## Extract to read
-- -- --

Dhaka Comics
- Status: Active
- Founded: 2013
- Founder: Mehedi Haque
- Country of origin: Bangladesh
- Headquarters location: Dhaka Comics Studios, 152/2, Green Road, Dhaka 1205, Bangladesh
- Key people: Ahsan Habib (Chief Adviser) Nasreen Sultana Mitu (Executive Editor) Mahbub Khan (Graphic Designer) Sabyasachi Chakma (Senior Comic Book Artist)
- Publication types: Comics
- Fiction genres: Horror, fantasy, Sci-fi, Folktale, Humor
- Official website: www.dhakacomics.com

= Dhaka Comics =

Bangladeshi comic book publishing house

Dhaka Comics is a Bangladeshi comic book publishing house established in 2013 by Mehedi Haque. The organization was founded with the goal of producing comic books that cater to Bangladeshi preferences and culture. Mehedi Haque initiated the launch of Dhaka Comics by introducing four comic titles at the Ekushey Book Fair in 2013.

-- -- --

[Stored items]
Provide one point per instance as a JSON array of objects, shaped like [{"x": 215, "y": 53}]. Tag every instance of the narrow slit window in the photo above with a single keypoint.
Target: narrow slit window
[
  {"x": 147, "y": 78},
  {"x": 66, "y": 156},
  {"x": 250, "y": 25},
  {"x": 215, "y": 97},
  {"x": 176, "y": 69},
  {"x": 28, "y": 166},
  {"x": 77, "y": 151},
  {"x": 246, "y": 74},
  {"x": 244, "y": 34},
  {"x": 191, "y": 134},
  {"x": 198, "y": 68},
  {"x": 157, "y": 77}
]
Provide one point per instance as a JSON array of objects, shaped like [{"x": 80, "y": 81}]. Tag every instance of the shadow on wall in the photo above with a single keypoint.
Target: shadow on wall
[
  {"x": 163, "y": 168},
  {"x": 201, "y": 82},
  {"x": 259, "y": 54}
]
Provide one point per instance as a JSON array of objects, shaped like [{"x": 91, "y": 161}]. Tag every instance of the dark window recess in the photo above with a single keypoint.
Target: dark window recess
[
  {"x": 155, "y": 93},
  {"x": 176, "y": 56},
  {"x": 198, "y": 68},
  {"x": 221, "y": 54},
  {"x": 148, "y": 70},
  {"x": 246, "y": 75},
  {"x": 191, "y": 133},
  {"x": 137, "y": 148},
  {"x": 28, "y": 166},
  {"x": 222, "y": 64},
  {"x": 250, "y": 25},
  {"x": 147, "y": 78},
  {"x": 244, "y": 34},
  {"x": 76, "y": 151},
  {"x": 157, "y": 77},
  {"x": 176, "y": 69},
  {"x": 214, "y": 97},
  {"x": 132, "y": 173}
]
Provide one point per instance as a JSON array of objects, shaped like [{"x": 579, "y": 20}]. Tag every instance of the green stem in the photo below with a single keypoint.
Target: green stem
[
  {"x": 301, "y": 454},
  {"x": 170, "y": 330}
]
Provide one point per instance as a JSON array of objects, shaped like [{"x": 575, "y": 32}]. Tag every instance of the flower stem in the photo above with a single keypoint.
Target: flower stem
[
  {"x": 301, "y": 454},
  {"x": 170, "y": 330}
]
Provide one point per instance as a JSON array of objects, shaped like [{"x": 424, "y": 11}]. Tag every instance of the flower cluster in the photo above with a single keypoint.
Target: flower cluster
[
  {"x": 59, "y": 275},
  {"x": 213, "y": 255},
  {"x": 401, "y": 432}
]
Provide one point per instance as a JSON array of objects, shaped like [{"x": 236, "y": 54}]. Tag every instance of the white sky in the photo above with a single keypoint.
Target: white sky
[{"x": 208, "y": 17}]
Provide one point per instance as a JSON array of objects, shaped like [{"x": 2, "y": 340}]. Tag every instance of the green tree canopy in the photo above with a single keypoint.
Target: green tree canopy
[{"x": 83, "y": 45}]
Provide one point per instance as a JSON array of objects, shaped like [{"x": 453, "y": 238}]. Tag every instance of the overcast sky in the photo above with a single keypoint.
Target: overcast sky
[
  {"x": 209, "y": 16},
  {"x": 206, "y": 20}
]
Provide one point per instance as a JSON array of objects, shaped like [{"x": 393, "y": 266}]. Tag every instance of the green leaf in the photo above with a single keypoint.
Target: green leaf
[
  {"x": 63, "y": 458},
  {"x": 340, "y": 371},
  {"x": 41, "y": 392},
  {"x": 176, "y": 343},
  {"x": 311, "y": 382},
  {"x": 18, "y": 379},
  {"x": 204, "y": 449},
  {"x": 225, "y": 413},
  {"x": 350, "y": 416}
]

-- -- --

## Tasks
1: List every fiction genre that the Dhaka Comics article names.
2: For each statement, say whether the Dhaka Comics article agrees, and quote the words that settle it: (a) Dhaka Comics was founded in 2013. (b) Nasreen Sultana Mitu serves as Chief Adviser. (c) Mehedi Haque launched the company with four comic titles at the Ekushey Book Fair.
3: Continue the Dhaka Comics article from its last sentence.

## Task-by-task answers
1: Horror, fantasy, Sci-fi, Folktale, Humor

2:
(a) Yes: "Founded: 2013"
(b) No: "Ahsan Habib (Chief Adviser) Nasreen Sultana Mitu (Executive Editor)"
(c) Yes: "Mehedi Haque initiated the launch of Dhaka Comics by introducing four comic titles at the Ekushey Book Fair in 2013."

3:
== Notable titles ==
One of its most popular characters is Durjoy, an antihero created by Tauhidul Iqbal Sampad. Durjoy operates outside the boundaries of the law to combat injustice in Bangladesh, and his popularity led to the creation of a collectible action figure that was well received by fans. The popular horror series, Nihilin Club and Pishach Kahini, both of which draw from the rich mythical traditions of Bangladeshi culture. Mehedi Haque is the creator of both the series, with Adrian Anik illustrating Pishach Kahini.

In addition to its offerings for older audiences, Dhaka Comics has titles aimed at children. Among these, Asifur Rahman's Jitu ar Tee stands out, chronicling the adventures of a young boy, Jitu, and his extraterrestrial companion, Tee. The publisher has also adapted popular children's stories, including Humayun Ahmed's tales and Thakurmar Jhuli's Lalkomol ar Nilkomol, into comic form.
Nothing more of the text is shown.